Worum es geht | Bitte führen Sie den Text über die Ermittlungen zu Beate Zschäpes möglicher Beteiligung am NSU-Bekennervideo nach seinem letzten Satz weiter.

Textabschnitt |
=-=-=

Am 29. Juni 2016 berichteten Ermittler des Bundeskriminalamts (BKA), dass die Hauptangeklagte Beate Zschäpe möglicherweise an der Herstellung des „NSU“-Bekennervideos beteiligt gewesen sein könnte. Schon bereits zuvor war spekuliert worden, dass sie diejenige Person gewesen war, die eine bestimmte TV-Sendung über den Kölner Bombenanschlag von 2004 mitgeschnitten hat. Zeitgleich waren Uwe Mundlos und Uwe Böhnhardt als Täter des Anschlags noch nicht wieder nach Zwickau zurück gekehrt. Demnach wäre Zschäpe vermutlich in die Tat eingeweiht gewesen – anders, als sie selbst behauptet hatte. Doch hier stehen Aussage gegen Aussage. Am 30. Juni sagt erneut eine Beamtin aus, die eingehend die Wohnumstände des Trios in Zwickau untersucht hatte. Dabei ging es um die Frage, ob damals im Wohnhaus in der Polenzstraße überhaupt das Programm des Westdeutschen Rundfunks zu empfangen war. Dort lief die mitgeschnittene TV-Sendung, die später Eingang in den Film fand. Die Ermittlerin sagte aus, dass dies möglich war; wäre ein Empfang nicht möglich gewesen, hätte dies Zschäpes Aussage gestützt.

=-=-=

Datensätze |
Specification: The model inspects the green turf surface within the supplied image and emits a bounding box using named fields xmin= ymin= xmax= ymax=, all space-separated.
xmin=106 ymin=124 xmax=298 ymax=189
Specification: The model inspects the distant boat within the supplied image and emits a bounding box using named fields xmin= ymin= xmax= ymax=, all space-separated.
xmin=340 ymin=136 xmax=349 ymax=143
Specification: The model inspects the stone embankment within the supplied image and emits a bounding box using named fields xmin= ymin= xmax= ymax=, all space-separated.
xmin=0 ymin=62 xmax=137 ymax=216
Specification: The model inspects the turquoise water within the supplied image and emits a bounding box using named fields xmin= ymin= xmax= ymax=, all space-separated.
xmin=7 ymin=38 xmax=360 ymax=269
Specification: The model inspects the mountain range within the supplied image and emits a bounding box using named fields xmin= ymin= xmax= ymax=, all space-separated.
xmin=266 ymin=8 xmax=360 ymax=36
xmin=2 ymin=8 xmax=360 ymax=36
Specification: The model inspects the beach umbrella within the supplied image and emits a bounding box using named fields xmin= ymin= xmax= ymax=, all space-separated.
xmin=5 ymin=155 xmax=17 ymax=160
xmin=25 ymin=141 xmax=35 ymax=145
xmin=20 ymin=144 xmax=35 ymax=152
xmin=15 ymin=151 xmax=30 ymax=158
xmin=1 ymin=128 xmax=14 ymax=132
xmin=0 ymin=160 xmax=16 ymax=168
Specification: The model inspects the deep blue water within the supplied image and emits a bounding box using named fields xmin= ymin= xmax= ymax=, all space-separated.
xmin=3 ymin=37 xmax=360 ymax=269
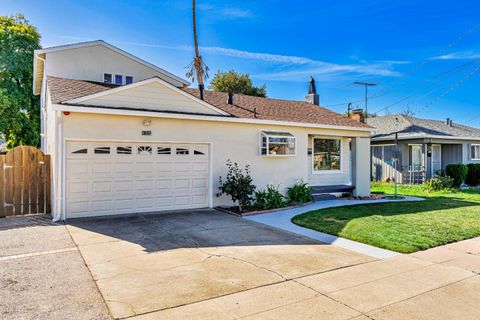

=-=-=

Ergebnis der Übung |
05.07./06.07.2016: Der 297. und 298. Verhandlungstag

Am 297. Verhandlungstag vor dem OVG München gab ein Ermittler des BKA Wiesbaden Auskünfte zur Wiedersichtbarmachung einer Waffennummer auf einer im Brandschutt des „NSU“-Unterschlupfs in der Frühlingsstraße in Zwickau aufgefundenen Waffe. Uwe Böhnhardt und Uwe Mundlos hatten die Produktionsnummer der Ceska herausgefeilt. Der Zeuge schilderte dem Gericht jedoch, wie die manipulierte Waffe trotzdem sehr schnell identifiziert werden konnte. Außerdem erläuterte eine Beamtin des BKA Meckenheim Ermittlungsergebnisse sowie die ergänzende Auswertungen zu den in den „NSU“-Bekennervideos verwendeten Zeitungsausschnitten.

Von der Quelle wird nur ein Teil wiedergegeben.